[Photo-based referring expression data]
+ + + + +
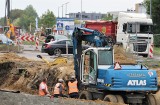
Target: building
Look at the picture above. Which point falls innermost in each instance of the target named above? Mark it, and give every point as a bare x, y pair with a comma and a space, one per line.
86, 16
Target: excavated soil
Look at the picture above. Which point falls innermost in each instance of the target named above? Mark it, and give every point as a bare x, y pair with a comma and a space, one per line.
22, 74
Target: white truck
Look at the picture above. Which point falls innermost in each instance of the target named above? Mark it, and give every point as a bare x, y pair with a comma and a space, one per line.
134, 31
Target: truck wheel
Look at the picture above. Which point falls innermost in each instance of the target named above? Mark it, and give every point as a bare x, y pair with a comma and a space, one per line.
110, 98
151, 100
119, 99
85, 95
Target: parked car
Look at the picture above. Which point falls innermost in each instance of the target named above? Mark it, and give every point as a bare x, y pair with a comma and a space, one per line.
55, 37
5, 40
59, 47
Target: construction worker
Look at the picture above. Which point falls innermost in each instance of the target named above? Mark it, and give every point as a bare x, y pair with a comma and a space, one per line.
43, 89
73, 88
58, 89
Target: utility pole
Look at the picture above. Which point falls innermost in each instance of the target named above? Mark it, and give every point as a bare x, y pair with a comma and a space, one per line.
66, 8
150, 8
81, 14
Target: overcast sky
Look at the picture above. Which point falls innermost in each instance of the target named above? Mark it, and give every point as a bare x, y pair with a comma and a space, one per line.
99, 6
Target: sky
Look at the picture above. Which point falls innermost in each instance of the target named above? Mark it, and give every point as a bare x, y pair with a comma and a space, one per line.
98, 6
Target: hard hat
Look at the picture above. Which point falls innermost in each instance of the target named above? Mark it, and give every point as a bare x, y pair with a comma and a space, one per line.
60, 80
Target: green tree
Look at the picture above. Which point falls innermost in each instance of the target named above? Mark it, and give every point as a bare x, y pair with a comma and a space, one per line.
107, 17
156, 19
27, 18
15, 13
48, 19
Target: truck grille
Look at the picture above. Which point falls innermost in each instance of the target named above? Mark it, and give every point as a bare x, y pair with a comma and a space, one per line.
139, 47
+ + + + +
__EXERCISE BRIEF__
Set down every line of the entries above again, exactly as written, but not the pictures.

__RESPONSE__
Target: building
Look at the picture above. Which point falls innermost in each instance of the target named above? Mark it, and give every point as a bare x, y pair with a comma and a space, one per line.
86, 16
Target: excavated soil
Look at the picture above. Which point falls innermost in each instance of the target named above? Mark it, and give every point as a bare x, y pair with a comma and a space, one per line.
22, 74
Target: white truck
Look at the picture above. Which point falls innermost in each instance of the target named above? Mark it, and give every point as a bare x, y pair with a comma and a space, one per line.
134, 31
Target: truck wheel
Look at the picture above. Which point falls innermost in each instance of the target named above? Mark it, and give every point as a bare x, y pair with a comma and a space, one per line.
110, 98
151, 100
119, 99
85, 95
Target: parked car
Look at the picture above. Which point falls innermost in each instance of the target named above? Mark it, and give every point as a bare x, y pair with a comma and a space, one per line.
55, 37
5, 40
59, 47
Target: construction worker
Look at the picture above. Which point falls innermost in each instance of the target named above? Mark it, and give every point as a bare x, y pair with a comma and a space, one per line.
43, 89
73, 88
58, 89
Target: utility pole
Look at the picture above. Which point falls innermost in each instance of the target named above? Mark it, and give every point as a bare x, y pair with a comma and a space, one per line.
66, 8
150, 8
81, 14
Target: overcast sky
Look at the picture above. Which point falls innermost in each instance of the target named above? Mark it, and give every point as a bare x, y pair with a comma and a space, one per line.
99, 6
Target: sky
Look at the picture above. Which point falls innermost in each instance of the target named above? Mark it, and give every point as a bare x, y pair with a comma and a space, one per line.
98, 6
Target: hard hat
Look at the picture above. Which point falls innermost in each instance of the target named above? Mark it, and give every point as a bare x, y pair with a comma and a space, one per line.
60, 80
Target: green tree
Look at the picture above. Which point falls innermost in each instance of the target named above? Mark it, and give every point as a bare x, y pair with a comma and a space, one per line.
107, 17
156, 19
27, 18
15, 13
48, 19
Target: truck grille
Look at the picture above. Which point falls innermost in each instance of the target named above? Mark it, and give every point as a bare x, y pair with a comma and a space, one per line.
139, 47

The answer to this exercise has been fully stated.